* Start Data section *
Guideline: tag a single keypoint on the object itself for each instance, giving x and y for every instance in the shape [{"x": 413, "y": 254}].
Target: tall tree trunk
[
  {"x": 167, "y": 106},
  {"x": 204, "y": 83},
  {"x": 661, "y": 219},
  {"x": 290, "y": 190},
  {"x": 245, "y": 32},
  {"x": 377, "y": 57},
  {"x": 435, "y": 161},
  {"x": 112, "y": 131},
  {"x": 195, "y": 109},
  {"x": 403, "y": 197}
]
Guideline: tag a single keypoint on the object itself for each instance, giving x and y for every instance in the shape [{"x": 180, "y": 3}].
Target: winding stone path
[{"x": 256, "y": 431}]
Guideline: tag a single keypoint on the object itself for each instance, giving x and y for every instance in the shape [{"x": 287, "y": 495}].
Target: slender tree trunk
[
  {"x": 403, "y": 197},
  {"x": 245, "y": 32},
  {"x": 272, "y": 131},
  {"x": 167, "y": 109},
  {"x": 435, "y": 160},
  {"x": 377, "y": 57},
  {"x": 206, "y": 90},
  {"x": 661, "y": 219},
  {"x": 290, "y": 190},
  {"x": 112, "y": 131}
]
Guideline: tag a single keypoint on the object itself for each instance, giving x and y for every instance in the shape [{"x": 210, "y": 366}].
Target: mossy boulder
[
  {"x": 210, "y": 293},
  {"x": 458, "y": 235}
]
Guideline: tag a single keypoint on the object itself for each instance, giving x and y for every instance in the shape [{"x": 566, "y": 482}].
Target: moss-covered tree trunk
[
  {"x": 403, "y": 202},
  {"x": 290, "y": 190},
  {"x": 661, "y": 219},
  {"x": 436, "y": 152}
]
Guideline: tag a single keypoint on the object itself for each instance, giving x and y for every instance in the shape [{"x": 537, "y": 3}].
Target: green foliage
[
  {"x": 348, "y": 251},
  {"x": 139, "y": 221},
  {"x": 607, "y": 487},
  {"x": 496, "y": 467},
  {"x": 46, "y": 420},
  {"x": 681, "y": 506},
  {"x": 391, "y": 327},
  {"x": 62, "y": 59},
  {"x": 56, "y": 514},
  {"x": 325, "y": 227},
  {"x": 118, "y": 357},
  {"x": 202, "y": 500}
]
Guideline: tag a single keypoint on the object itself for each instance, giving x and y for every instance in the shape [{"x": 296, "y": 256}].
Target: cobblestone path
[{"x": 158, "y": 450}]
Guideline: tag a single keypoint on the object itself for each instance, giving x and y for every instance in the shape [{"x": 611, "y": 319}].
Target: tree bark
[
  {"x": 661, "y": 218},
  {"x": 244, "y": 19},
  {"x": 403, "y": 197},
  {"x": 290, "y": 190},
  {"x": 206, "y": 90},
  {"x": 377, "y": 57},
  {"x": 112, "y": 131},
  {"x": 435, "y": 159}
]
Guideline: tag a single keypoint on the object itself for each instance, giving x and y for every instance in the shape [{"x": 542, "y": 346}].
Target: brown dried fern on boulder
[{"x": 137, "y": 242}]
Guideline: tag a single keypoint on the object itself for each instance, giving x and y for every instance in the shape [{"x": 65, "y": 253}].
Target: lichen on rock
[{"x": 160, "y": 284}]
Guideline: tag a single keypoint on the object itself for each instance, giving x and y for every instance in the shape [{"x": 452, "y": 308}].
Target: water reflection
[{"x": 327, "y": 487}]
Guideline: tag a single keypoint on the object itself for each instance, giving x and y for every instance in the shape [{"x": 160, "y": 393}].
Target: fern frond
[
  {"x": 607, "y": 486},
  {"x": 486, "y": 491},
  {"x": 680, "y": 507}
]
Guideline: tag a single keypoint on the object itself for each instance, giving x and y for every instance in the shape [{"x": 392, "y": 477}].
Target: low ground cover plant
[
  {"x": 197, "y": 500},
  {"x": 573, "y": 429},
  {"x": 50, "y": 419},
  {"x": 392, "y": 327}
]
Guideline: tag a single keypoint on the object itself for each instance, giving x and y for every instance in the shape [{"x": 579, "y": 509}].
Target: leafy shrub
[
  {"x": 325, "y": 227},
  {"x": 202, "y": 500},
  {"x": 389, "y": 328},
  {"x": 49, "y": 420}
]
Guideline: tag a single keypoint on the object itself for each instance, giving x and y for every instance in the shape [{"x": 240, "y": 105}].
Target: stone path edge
* End Data section *
Return the entries above exactly, each one complete.

Guideline: tag a single keypoint on the object itself for each instance, giving x and y for every instance in the shape [{"x": 413, "y": 254}].
Target: tall tree trunk
[
  {"x": 167, "y": 106},
  {"x": 204, "y": 83},
  {"x": 661, "y": 219},
  {"x": 290, "y": 190},
  {"x": 245, "y": 32},
  {"x": 377, "y": 57},
  {"x": 435, "y": 161},
  {"x": 112, "y": 131},
  {"x": 195, "y": 109},
  {"x": 403, "y": 197}
]
Guideline: tag a single keypoint on the object itself for each instance, giving x and y for every instance in the shape [{"x": 180, "y": 3}].
Target: winding stone path
[{"x": 256, "y": 431}]
Guideline: tag a single keypoint on the object itself for each instance, giving x and y for every instance in the shape [{"x": 287, "y": 495}].
Target: slender tree trunk
[
  {"x": 403, "y": 197},
  {"x": 245, "y": 32},
  {"x": 272, "y": 131},
  {"x": 167, "y": 109},
  {"x": 435, "y": 160},
  {"x": 377, "y": 57},
  {"x": 206, "y": 90},
  {"x": 661, "y": 219},
  {"x": 290, "y": 190},
  {"x": 112, "y": 131}
]
Guideline: tag a single keypoint on the object itself for each instance, giving x and y for every instance in the shape [{"x": 210, "y": 366}].
Target: mossy boulder
[
  {"x": 210, "y": 293},
  {"x": 458, "y": 235}
]
Guideline: tag a single keypoint on the object itself for each instance, giving x and y for every instance in the shape [{"x": 566, "y": 482}].
Target: moss-covered tree trunk
[
  {"x": 403, "y": 202},
  {"x": 290, "y": 190},
  {"x": 661, "y": 219},
  {"x": 436, "y": 152}
]
Guideline: tag a single keypoint on the object itself for each instance, giving x and y for every instance in the shape [{"x": 537, "y": 3}].
Target: green foliage
[
  {"x": 348, "y": 251},
  {"x": 139, "y": 221},
  {"x": 607, "y": 487},
  {"x": 496, "y": 467},
  {"x": 46, "y": 420},
  {"x": 681, "y": 506},
  {"x": 391, "y": 327},
  {"x": 62, "y": 59},
  {"x": 56, "y": 514},
  {"x": 325, "y": 227},
  {"x": 118, "y": 357},
  {"x": 202, "y": 500}
]
Guideline: tag a single keypoint on the object itself for each instance, giving x and y for every instance in the shape [{"x": 296, "y": 256}].
Target: cobblestone path
[{"x": 158, "y": 450}]
Guideline: tag a single keypoint on the object itself for each instance, giving x and y for every instance in the shape [{"x": 611, "y": 319}].
Target: tree bark
[
  {"x": 661, "y": 218},
  {"x": 244, "y": 19},
  {"x": 403, "y": 197},
  {"x": 290, "y": 190},
  {"x": 206, "y": 90},
  {"x": 377, "y": 57},
  {"x": 112, "y": 131},
  {"x": 435, "y": 159}
]
Guideline: tag a single keypoint on the object itself for each instance, giving x and y for every instance in the shape [{"x": 542, "y": 346}].
Target: brown dried fern on boulder
[{"x": 137, "y": 242}]
Guideline: tag a single keypoint on the object itself for each instance, giving x and y for every instance in the shape [{"x": 65, "y": 253}].
Target: lichen on rock
[{"x": 160, "y": 284}]
Guideline: tag a single keypoint on the object itself for each instance, giving x and y for every instance in the shape [{"x": 452, "y": 308}].
Target: water reflection
[{"x": 327, "y": 487}]
Guideline: tag a single keypoint on the object itself for each instance, giving x and y for every instance in the shape [{"x": 160, "y": 393}].
Target: fern frond
[
  {"x": 607, "y": 486},
  {"x": 486, "y": 491},
  {"x": 680, "y": 507}
]
Guideline: tag a single keypoint on the object itself for each instance, giving x and y for every instance in the shape [{"x": 392, "y": 477}].
Target: low ground cover plant
[
  {"x": 197, "y": 500},
  {"x": 573, "y": 429},
  {"x": 50, "y": 419},
  {"x": 392, "y": 327}
]
Guideline: tag a single keypoint on the object itself for each instance, giving x and y for every instance in the shape [{"x": 579, "y": 509}].
Target: leafy shrub
[
  {"x": 325, "y": 227},
  {"x": 202, "y": 500},
  {"x": 389, "y": 328},
  {"x": 49, "y": 420}
]
Guideline: tag a single keypoint on the object itself for each instance, giving x and y for every instance in the shape [{"x": 240, "y": 105}].
Target: stone path edge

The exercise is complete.